# TASK BRIEF
Pick out and copy every line of the records below that contains the word "wooden", treating uppercase and lowercase letters as different.

---------- INFORMATION SUPPLIED ----------

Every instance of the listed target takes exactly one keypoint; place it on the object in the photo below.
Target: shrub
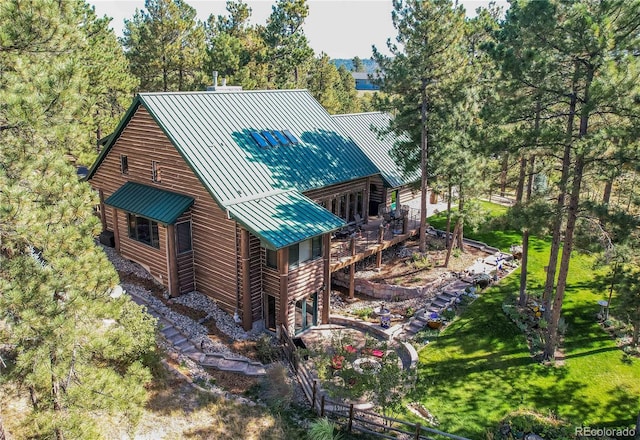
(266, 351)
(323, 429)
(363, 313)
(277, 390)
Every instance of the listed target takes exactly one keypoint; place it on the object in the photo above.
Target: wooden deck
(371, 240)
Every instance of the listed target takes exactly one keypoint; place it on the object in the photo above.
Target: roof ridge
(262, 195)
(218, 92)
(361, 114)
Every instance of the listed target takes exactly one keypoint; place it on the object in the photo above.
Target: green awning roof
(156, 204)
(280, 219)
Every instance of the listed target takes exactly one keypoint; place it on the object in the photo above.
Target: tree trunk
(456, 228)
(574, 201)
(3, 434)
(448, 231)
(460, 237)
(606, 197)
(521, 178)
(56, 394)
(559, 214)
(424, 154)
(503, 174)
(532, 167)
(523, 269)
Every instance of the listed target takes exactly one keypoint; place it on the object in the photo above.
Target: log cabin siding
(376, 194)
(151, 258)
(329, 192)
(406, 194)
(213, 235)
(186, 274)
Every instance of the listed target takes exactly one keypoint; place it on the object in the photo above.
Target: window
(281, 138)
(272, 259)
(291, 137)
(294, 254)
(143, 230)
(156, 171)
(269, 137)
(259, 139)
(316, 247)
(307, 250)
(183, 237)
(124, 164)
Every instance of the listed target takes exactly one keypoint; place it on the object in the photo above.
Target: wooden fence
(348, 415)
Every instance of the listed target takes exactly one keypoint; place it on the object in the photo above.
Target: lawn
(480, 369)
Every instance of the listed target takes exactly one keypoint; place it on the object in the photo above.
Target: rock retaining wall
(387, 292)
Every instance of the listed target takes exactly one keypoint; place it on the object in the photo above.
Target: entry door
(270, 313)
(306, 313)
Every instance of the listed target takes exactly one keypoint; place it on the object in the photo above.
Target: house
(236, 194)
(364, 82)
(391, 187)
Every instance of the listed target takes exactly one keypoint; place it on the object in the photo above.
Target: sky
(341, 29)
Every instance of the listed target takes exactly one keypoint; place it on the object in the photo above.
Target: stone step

----------

# EXPECTED OUTPUT
Target: wooden deck
Target: wooden fence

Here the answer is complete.